Quote the records below word for word, please, from the very first line through the one that contains "Task: locate the coat", and nothing beyond it.

Spatial localization data
BEGIN

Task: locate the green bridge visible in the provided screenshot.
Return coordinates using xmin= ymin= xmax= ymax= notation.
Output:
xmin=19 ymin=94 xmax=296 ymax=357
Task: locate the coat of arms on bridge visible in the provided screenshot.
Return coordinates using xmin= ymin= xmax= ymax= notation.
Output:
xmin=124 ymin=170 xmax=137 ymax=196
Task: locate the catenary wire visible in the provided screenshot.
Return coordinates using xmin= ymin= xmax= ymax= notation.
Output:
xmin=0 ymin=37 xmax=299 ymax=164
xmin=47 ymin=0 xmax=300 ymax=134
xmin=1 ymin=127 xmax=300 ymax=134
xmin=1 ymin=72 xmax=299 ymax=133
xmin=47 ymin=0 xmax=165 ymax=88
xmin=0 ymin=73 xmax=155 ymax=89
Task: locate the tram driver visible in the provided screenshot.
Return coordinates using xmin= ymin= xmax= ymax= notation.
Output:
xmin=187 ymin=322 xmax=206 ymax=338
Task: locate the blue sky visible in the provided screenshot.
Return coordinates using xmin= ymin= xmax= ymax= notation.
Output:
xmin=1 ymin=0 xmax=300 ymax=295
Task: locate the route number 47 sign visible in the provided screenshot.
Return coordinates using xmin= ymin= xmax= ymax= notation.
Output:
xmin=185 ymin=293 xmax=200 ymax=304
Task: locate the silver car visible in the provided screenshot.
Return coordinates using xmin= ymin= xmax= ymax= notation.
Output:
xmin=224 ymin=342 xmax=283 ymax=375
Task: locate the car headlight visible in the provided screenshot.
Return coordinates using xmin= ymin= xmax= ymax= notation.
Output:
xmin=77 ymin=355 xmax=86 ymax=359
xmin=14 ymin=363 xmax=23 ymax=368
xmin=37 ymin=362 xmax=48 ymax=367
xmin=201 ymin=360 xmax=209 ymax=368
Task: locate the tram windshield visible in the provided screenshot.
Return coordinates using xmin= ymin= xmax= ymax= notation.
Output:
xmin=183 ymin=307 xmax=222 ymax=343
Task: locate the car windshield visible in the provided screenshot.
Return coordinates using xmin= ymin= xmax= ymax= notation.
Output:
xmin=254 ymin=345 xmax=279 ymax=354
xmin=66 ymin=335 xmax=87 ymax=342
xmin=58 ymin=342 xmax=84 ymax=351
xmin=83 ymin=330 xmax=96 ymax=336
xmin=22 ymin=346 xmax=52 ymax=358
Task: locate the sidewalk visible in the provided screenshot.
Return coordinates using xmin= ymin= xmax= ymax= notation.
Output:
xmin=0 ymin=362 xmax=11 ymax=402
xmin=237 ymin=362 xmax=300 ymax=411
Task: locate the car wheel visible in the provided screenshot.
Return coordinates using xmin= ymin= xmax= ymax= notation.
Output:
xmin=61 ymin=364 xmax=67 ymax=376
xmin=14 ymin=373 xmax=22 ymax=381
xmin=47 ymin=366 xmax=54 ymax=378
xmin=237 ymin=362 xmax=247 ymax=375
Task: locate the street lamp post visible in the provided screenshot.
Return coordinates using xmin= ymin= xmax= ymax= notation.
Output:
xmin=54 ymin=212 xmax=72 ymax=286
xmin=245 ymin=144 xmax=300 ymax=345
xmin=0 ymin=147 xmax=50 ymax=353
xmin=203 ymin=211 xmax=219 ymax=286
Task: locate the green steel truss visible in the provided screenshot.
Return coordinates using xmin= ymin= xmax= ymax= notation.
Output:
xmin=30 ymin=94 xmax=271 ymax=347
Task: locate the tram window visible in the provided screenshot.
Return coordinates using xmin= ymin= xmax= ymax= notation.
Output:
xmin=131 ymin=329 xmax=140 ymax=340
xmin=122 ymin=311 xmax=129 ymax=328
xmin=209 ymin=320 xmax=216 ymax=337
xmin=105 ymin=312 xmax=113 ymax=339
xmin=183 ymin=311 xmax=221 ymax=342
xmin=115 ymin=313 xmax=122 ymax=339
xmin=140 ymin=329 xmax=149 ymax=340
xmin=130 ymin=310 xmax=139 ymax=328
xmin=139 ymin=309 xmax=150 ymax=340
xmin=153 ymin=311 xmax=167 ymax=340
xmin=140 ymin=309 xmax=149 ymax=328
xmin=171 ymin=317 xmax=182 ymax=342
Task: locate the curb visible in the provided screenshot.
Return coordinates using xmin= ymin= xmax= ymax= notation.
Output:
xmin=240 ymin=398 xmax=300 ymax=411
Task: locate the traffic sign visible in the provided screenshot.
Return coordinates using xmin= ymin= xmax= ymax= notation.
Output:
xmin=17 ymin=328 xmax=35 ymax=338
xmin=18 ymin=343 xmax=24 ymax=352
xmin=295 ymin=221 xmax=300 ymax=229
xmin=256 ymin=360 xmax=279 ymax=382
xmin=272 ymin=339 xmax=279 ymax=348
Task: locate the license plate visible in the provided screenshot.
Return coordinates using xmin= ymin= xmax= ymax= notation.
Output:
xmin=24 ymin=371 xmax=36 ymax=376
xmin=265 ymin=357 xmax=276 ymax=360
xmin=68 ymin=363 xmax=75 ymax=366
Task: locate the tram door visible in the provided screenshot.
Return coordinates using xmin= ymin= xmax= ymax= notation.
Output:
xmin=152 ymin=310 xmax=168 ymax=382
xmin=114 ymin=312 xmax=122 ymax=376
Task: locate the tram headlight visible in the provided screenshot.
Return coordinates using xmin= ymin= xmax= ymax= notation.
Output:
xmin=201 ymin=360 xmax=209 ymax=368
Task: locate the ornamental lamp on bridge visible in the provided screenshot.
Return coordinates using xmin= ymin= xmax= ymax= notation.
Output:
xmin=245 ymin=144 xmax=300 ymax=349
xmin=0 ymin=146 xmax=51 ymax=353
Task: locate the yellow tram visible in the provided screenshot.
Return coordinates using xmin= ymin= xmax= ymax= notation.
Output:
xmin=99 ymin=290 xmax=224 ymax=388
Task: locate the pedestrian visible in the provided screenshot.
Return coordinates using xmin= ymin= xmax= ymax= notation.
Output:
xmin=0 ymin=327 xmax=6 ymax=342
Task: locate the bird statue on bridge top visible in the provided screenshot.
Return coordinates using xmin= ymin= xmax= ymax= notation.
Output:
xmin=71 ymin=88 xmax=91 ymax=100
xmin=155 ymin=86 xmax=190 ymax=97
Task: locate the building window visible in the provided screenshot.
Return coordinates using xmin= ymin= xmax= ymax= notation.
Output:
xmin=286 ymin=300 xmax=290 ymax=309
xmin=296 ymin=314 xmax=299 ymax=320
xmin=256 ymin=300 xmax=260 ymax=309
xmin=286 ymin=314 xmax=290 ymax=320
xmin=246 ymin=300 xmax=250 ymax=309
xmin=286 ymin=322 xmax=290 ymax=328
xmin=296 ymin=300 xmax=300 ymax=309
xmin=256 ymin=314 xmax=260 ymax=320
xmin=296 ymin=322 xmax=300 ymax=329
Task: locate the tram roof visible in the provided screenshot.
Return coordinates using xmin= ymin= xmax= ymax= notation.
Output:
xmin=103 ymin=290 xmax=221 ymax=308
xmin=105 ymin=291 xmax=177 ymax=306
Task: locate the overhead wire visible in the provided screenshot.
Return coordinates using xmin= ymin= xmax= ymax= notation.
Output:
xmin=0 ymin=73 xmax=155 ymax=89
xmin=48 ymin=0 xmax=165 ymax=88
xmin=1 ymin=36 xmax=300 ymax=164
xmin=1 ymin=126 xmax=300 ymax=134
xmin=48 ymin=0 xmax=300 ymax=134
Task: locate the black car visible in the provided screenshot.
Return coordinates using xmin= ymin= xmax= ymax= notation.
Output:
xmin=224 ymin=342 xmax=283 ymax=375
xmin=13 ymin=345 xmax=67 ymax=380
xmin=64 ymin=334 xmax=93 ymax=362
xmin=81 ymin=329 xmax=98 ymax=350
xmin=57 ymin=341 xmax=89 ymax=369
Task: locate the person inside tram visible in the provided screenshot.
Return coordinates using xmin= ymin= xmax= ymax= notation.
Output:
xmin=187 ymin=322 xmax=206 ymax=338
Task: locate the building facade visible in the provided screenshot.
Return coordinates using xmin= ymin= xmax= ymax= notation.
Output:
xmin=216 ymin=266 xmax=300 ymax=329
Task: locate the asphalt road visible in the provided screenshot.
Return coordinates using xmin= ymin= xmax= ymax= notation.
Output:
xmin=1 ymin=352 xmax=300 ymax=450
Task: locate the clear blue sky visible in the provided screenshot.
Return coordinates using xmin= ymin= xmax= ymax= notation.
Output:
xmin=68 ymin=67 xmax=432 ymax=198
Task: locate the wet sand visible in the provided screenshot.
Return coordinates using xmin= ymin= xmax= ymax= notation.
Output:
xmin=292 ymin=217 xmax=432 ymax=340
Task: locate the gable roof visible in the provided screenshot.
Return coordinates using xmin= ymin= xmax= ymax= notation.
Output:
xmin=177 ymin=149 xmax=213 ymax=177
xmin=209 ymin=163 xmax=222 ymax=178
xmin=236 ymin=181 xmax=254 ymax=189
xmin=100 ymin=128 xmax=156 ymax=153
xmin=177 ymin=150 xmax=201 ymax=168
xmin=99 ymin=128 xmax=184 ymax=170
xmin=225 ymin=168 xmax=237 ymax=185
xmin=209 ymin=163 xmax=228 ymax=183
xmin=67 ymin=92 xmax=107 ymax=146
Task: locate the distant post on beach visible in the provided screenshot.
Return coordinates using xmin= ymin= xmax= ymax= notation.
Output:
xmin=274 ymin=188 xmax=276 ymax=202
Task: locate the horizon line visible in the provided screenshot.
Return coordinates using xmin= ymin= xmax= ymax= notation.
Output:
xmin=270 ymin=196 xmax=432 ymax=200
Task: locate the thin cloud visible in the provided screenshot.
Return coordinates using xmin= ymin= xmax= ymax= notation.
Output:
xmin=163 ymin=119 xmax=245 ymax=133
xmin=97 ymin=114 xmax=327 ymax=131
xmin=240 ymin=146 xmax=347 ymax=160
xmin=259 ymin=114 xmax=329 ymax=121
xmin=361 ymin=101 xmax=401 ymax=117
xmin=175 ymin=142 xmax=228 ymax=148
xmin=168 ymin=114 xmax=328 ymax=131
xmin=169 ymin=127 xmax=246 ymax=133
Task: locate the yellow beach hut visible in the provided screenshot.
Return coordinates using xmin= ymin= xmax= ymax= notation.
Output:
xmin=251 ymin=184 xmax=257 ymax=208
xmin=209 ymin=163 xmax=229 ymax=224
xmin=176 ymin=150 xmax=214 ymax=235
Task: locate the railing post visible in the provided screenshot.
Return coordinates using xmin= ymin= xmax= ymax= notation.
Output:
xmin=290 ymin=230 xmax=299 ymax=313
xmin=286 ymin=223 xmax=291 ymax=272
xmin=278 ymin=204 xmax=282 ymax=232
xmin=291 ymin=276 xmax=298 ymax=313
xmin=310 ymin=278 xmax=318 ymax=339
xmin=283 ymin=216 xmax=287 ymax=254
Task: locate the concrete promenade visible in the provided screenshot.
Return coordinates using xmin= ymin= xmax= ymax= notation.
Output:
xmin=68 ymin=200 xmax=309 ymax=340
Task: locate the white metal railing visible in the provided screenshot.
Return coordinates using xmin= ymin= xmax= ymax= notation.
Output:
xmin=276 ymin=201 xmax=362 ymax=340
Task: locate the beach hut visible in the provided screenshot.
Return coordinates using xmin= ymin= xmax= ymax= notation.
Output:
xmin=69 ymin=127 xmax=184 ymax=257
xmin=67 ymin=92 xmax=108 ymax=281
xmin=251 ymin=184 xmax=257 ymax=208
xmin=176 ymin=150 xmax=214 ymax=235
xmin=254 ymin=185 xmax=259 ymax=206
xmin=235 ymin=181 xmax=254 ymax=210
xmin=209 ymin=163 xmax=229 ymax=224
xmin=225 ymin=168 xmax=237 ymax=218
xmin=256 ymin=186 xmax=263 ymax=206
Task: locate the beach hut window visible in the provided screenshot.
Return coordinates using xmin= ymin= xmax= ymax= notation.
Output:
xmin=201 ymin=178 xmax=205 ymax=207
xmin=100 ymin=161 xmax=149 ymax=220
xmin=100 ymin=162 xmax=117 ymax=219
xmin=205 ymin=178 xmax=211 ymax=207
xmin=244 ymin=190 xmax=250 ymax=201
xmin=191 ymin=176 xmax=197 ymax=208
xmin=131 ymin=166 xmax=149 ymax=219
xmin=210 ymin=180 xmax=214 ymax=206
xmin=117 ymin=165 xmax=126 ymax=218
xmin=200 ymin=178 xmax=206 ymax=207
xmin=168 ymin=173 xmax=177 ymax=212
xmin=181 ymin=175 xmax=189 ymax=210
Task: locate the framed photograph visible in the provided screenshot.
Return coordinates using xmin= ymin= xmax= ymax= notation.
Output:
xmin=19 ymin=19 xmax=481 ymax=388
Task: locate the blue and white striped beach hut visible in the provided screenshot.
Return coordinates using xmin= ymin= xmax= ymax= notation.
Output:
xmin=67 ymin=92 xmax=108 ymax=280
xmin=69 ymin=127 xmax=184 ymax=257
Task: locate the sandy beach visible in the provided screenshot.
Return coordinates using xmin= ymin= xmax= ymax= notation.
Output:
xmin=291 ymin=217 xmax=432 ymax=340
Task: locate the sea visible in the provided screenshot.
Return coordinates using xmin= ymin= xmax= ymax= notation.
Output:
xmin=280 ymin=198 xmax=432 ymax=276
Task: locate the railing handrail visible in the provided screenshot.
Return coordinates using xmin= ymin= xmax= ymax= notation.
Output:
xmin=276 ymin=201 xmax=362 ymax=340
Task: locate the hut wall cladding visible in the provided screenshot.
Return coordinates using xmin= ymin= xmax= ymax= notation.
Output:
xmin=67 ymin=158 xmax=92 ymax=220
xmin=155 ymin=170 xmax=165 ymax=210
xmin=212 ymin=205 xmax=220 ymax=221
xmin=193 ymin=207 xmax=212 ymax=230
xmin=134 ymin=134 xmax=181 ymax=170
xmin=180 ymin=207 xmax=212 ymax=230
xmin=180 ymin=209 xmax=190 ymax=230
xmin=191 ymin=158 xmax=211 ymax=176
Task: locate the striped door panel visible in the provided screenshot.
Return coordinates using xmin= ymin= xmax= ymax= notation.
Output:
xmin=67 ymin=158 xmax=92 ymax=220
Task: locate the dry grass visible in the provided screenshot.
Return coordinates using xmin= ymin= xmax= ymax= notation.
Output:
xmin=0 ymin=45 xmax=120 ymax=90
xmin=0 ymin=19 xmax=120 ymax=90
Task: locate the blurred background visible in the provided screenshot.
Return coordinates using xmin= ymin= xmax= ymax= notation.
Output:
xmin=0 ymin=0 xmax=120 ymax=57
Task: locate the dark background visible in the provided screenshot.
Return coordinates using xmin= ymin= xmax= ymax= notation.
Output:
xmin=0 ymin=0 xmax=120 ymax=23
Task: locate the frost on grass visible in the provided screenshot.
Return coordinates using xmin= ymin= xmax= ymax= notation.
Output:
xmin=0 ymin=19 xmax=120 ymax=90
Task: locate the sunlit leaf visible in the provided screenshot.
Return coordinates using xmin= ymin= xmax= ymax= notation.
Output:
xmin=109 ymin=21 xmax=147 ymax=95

END

__Your response__
Task: locate the green bridge visible in the provided screenshot.
Return coordinates using xmin= ymin= xmax= ymax= notation.
Output:
xmin=19 ymin=94 xmax=296 ymax=357
Task: locate the coat of arms on bridge visible in the provided screenshot.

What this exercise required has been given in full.